---- Items

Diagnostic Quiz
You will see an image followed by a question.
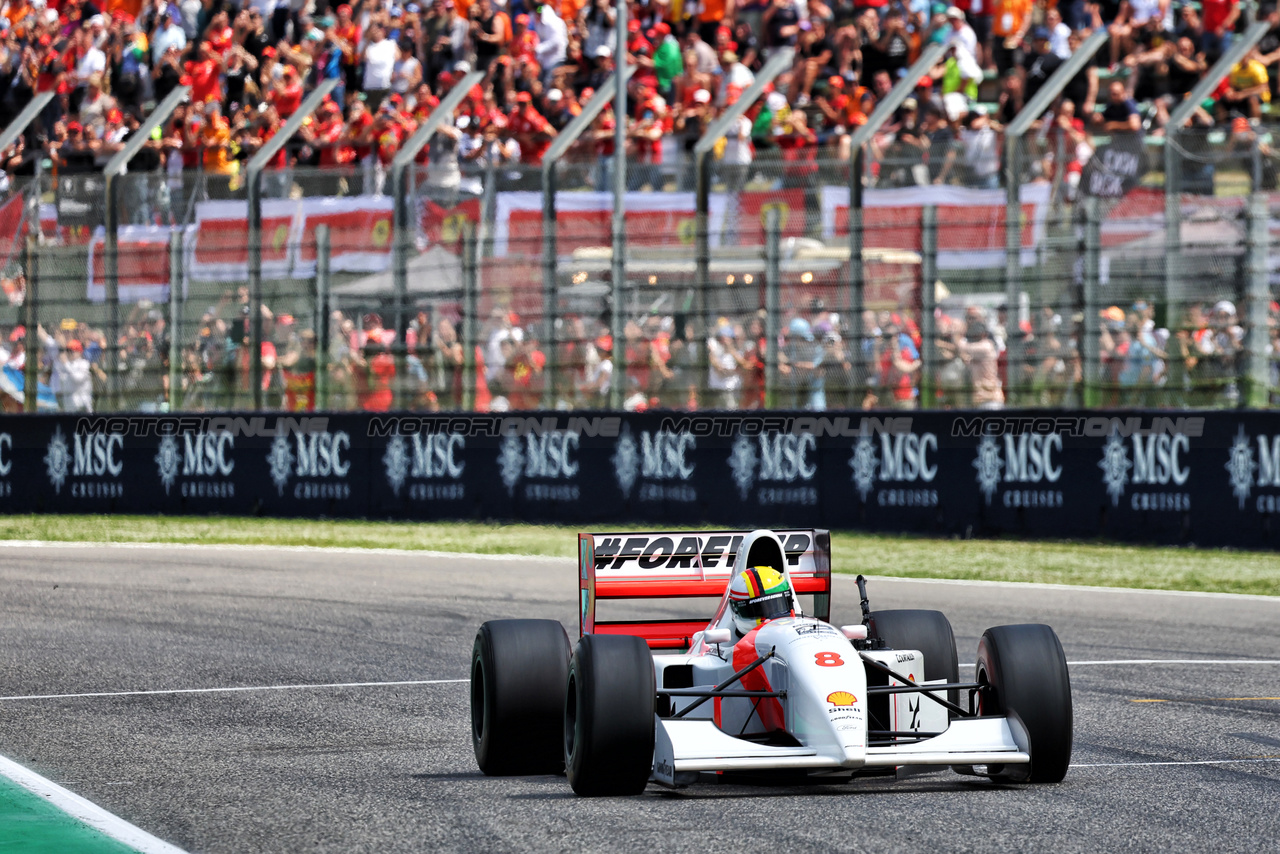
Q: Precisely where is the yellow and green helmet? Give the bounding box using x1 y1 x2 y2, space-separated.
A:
728 566 792 635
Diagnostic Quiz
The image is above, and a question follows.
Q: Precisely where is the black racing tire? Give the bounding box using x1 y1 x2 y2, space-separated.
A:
563 635 657 796
867 609 960 704
977 624 1073 782
471 620 571 776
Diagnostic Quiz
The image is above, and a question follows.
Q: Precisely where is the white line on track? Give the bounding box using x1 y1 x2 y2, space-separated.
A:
1071 757 1280 768
0 540 1280 604
0 679 471 702
957 658 1280 665
0 540 560 565
0 757 183 854
0 658 1280 703
855 578 1280 604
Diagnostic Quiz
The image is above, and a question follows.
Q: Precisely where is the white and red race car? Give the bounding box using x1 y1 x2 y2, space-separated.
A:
471 529 1073 795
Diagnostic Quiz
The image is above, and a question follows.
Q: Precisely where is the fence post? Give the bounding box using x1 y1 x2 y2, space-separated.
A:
169 229 184 412
102 86 191 410
462 225 480 412
1080 196 1102 408
609 181 627 410
314 225 330 412
541 165 559 410
763 207 782 410
1240 192 1271 408
22 236 37 412
102 175 120 412
920 205 938 410
841 147 870 386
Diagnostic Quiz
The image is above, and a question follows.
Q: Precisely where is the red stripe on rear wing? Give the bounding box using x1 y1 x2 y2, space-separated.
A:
577 528 831 649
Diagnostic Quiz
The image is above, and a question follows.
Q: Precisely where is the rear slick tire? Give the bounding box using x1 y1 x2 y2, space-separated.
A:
977 624 1073 784
471 620 571 776
563 635 657 796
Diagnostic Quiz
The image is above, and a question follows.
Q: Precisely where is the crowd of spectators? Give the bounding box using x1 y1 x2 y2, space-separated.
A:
0 0 1280 195
0 279 1280 412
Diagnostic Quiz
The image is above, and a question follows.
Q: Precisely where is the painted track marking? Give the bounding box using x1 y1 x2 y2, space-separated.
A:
0 658 1280 703
1129 697 1280 703
0 679 471 702
960 658 1280 667
0 757 183 854
1071 757 1280 768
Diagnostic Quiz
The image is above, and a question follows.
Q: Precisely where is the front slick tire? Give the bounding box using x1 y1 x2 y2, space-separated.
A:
868 609 960 705
978 624 1073 782
471 620 570 776
564 635 657 796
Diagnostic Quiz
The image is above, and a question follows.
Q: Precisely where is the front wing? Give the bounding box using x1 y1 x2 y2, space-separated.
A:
653 717 1030 786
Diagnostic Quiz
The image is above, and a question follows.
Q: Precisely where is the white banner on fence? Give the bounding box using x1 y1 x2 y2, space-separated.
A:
187 198 301 282
87 225 187 302
493 191 726 257
293 196 394 278
820 183 1051 270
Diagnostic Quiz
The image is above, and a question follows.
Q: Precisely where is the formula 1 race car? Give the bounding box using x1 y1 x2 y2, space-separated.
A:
471 529 1073 795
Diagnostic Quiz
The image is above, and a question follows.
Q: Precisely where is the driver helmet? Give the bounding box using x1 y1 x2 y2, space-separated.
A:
728 566 792 636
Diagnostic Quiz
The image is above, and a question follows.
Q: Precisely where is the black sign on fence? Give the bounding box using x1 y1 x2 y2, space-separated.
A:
0 411 1280 547
1080 133 1147 198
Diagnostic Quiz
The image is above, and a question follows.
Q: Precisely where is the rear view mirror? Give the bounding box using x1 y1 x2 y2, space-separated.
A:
703 629 733 644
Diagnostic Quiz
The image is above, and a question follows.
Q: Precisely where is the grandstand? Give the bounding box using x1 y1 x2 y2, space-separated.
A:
0 0 1280 411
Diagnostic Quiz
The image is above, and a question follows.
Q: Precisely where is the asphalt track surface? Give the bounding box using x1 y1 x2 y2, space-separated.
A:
0 547 1280 854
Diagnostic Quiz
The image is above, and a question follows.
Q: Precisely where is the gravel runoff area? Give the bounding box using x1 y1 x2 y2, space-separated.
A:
0 545 1280 853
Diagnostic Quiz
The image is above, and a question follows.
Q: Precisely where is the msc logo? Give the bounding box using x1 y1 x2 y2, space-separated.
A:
1224 424 1280 513
45 426 124 498
155 430 236 495
72 433 124 478
498 430 581 501
973 433 1062 507
383 433 467 497
1098 433 1192 510
613 425 698 501
849 433 938 503
728 431 818 504
266 430 351 498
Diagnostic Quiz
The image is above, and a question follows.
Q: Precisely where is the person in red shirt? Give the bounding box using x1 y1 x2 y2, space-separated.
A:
205 12 233 59
186 41 223 104
370 95 404 166
351 339 396 412
507 92 556 165
311 100 349 168
280 329 316 412
508 15 538 61
627 85 668 191
329 3 361 92
342 97 374 163
776 110 818 187
1201 0 1240 63
266 65 302 120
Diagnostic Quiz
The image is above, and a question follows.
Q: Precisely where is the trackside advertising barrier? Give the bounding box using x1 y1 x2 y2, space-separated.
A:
0 410 1280 547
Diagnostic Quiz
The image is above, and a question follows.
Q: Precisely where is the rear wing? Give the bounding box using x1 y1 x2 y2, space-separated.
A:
577 528 831 649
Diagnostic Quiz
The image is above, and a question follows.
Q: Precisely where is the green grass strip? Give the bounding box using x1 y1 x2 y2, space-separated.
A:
0 516 1280 595
0 776 136 854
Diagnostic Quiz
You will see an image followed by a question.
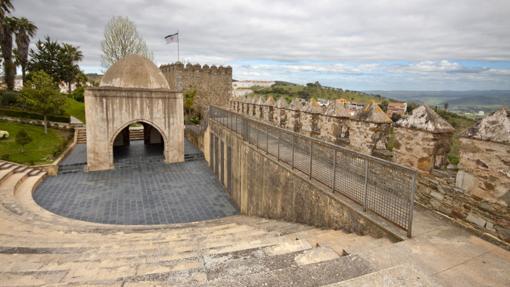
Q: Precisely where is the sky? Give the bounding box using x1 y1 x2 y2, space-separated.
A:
13 0 510 91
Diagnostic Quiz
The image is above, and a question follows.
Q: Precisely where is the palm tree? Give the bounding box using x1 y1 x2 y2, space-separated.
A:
0 0 14 89
0 17 18 91
15 17 37 84
62 43 83 93
0 0 14 20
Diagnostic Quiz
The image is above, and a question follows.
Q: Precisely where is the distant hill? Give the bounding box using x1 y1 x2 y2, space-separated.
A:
251 81 382 103
85 73 103 84
367 90 510 113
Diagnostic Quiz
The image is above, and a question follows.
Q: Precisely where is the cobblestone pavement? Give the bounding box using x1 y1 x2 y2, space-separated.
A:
34 160 238 224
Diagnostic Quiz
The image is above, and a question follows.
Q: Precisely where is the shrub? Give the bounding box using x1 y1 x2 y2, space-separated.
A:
0 91 19 106
16 129 32 152
0 108 70 123
69 87 85 103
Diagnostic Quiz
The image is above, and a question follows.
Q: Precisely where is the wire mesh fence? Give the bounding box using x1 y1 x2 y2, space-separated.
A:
209 106 417 237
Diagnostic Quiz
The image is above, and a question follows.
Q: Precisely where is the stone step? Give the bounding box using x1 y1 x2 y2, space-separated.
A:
201 255 373 287
324 265 440 287
0 165 16 184
58 163 87 174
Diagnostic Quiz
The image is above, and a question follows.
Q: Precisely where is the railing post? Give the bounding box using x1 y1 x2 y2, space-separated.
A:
292 135 296 169
308 140 313 180
363 161 368 212
255 123 260 148
266 125 269 154
407 173 416 238
276 131 282 161
331 149 336 192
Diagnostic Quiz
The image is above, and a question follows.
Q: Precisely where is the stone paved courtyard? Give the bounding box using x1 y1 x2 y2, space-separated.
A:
34 145 238 224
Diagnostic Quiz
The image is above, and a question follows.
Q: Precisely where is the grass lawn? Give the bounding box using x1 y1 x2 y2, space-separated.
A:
64 98 85 123
0 121 72 164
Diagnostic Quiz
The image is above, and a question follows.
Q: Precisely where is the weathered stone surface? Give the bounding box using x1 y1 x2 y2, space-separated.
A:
393 127 451 172
457 138 510 206
85 56 184 171
99 55 170 89
300 99 324 137
353 103 392 124
463 108 510 144
160 63 232 113
397 105 455 133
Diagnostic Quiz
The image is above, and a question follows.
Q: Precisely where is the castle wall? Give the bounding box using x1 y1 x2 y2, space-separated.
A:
160 63 232 112
205 121 399 241
229 99 510 244
85 88 184 171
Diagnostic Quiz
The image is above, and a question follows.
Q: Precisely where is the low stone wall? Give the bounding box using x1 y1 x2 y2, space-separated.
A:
184 125 204 152
205 121 403 241
227 101 510 248
230 97 391 154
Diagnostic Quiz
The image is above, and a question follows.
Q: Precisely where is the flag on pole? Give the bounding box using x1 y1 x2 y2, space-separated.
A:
165 32 179 44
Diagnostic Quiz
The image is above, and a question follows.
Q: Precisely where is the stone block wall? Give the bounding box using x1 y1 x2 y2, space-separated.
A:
394 106 455 172
226 98 510 243
232 97 391 154
349 121 390 154
393 127 451 172
160 63 232 111
204 121 401 241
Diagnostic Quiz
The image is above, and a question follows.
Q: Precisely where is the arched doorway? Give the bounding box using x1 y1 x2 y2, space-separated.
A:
112 121 166 167
85 55 184 171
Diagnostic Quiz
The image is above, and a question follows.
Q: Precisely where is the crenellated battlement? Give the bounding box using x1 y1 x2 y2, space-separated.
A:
159 62 232 76
159 62 232 113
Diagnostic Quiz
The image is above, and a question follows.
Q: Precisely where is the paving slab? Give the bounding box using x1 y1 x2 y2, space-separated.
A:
34 148 239 225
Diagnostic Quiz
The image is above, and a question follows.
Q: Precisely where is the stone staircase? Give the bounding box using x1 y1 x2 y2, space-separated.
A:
129 128 143 141
0 162 438 286
75 127 87 144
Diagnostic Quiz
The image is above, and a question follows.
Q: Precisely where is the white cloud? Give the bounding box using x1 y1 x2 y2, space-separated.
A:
10 0 510 90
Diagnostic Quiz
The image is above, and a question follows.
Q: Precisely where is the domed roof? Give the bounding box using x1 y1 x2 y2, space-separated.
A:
99 55 169 89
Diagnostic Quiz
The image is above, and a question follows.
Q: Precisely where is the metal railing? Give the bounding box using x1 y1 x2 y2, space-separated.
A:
209 106 417 237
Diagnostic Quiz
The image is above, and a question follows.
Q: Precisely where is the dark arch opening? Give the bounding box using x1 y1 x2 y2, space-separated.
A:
112 122 165 167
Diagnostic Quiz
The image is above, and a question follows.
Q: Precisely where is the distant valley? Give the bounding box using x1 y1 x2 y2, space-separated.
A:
366 90 510 116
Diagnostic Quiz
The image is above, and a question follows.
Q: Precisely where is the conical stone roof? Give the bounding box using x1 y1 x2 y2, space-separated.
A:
99 55 169 89
264 96 275 106
353 103 392 124
301 98 324 114
397 105 455 133
276 97 288 109
462 108 510 144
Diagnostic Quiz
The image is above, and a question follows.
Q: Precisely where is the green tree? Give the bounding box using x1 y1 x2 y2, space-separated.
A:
60 43 83 93
0 0 14 19
28 37 61 82
14 17 37 84
0 17 18 91
28 37 83 92
184 89 197 116
21 71 66 134
101 17 153 68
15 129 32 152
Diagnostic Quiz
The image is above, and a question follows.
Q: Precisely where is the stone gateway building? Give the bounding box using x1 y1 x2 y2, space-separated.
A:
85 55 184 171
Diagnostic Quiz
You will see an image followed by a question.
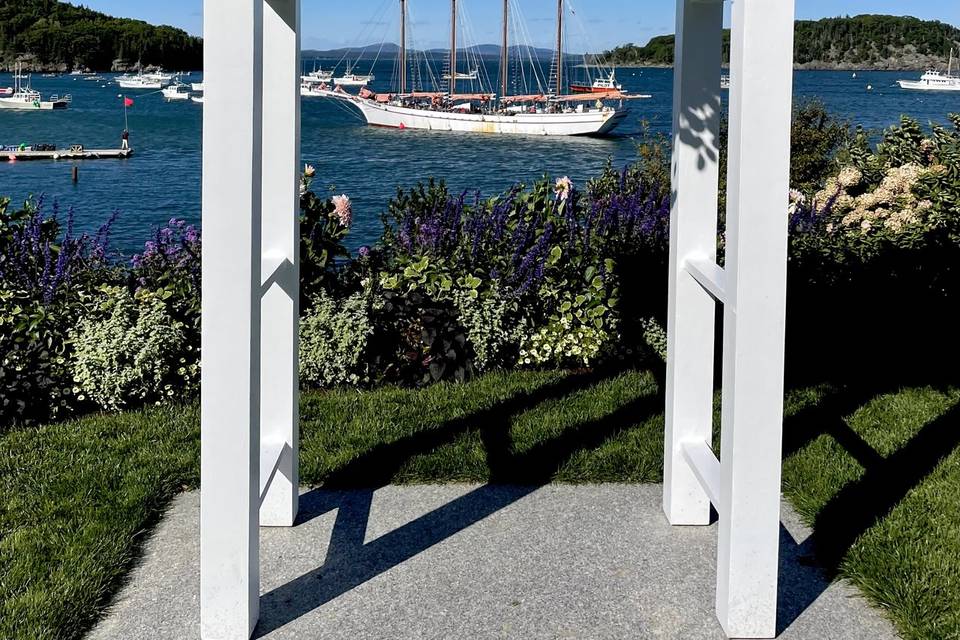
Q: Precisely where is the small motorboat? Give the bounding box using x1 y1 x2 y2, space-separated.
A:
160 84 190 102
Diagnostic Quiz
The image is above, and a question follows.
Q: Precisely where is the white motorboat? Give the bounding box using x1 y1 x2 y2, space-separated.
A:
897 48 960 91
0 65 73 111
300 82 329 98
117 73 169 91
333 66 377 87
300 68 333 82
322 0 632 136
160 84 190 102
570 69 623 93
143 69 176 86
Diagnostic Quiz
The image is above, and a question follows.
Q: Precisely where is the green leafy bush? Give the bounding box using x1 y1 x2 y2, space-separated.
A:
300 291 373 387
0 198 122 429
71 287 199 411
454 279 527 372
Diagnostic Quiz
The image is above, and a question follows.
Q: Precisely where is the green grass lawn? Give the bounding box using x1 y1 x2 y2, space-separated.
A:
0 372 960 640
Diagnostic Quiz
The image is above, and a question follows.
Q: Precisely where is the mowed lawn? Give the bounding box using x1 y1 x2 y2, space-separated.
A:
0 371 960 640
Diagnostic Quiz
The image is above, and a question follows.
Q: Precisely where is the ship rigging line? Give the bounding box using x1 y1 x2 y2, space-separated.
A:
333 0 393 73
510 0 546 95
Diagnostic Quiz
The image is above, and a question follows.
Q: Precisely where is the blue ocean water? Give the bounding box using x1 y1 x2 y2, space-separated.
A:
0 61 960 253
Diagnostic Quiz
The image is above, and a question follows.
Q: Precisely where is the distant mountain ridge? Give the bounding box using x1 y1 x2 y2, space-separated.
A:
593 15 960 70
0 0 203 71
303 42 560 60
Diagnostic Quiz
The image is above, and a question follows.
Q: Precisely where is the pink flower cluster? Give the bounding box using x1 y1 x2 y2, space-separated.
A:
553 176 573 202
330 194 353 227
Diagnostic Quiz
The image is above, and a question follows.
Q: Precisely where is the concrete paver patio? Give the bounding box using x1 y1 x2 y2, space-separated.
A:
90 485 897 640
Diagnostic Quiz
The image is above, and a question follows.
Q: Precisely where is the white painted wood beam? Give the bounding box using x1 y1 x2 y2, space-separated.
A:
663 0 723 525
716 0 794 638
260 0 300 527
683 256 727 302
680 440 721 504
200 0 263 640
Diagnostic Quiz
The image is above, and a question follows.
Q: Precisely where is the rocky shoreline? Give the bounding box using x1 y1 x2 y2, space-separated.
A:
0 55 175 74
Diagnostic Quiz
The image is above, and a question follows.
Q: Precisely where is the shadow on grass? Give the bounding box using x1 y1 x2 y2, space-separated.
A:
255 373 663 637
783 385 960 578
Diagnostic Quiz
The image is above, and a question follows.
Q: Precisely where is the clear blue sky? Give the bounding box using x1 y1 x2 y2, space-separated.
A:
82 0 960 51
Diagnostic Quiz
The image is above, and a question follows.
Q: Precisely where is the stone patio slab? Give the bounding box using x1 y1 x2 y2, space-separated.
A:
89 485 897 640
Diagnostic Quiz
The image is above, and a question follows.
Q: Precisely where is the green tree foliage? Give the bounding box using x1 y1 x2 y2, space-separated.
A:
0 0 203 70
599 15 960 66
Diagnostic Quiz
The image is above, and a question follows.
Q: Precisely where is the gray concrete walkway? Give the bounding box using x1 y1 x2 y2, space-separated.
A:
90 485 896 640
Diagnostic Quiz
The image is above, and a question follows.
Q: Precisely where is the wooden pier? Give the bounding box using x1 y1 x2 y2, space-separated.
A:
0 145 133 162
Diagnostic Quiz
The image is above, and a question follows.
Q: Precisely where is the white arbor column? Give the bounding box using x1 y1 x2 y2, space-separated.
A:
717 0 794 638
663 0 794 638
260 0 300 527
200 0 263 640
663 0 723 525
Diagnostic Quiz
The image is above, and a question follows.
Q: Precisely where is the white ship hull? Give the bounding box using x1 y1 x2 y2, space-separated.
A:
332 91 626 136
0 98 68 111
117 79 165 91
897 78 960 91
333 78 371 87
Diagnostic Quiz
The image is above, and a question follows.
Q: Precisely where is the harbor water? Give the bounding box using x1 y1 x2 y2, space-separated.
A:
0 61 960 254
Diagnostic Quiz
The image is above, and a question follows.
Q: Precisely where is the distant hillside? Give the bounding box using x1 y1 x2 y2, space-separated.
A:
597 15 960 70
0 0 203 71
303 42 552 60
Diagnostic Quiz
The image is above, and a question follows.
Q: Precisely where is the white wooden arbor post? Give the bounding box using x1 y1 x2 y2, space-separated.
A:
200 0 300 640
663 0 794 638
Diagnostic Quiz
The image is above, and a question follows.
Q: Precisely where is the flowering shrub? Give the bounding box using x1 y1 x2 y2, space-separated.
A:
379 168 669 378
300 291 373 387
70 287 199 411
130 218 201 332
0 199 117 429
789 115 960 380
300 165 353 310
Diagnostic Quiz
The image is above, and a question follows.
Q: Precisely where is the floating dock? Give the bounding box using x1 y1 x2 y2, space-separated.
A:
0 146 133 162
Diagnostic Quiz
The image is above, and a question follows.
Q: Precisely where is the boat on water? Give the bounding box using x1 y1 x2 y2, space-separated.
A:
570 69 623 93
117 73 170 91
897 47 960 91
333 66 377 87
160 82 190 102
318 0 647 136
0 65 73 111
442 69 480 80
300 82 329 98
300 67 333 83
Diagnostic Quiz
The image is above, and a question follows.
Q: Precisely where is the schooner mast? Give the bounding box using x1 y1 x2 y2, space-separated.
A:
500 0 510 99
557 0 563 96
400 0 407 93
448 0 457 94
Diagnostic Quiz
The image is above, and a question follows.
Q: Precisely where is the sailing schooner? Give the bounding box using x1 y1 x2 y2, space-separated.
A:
316 0 645 136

--------

- What to do
Can you express the lines starting at the beginning of the items and ending at the line containing "728 566 792 635", both included, as a JSON list of strings with one string per line? Skip blank lines and leave the picture out.

- Answer
[
  "Diagnostic Quiz",
  "You will see an image followed by a question.",
  "Q: Precisely where is the yellow and green helmet? Give the bounding box using x1 y1 x2 y2, space-separated.",
  "A:",
  "728 566 792 635"
]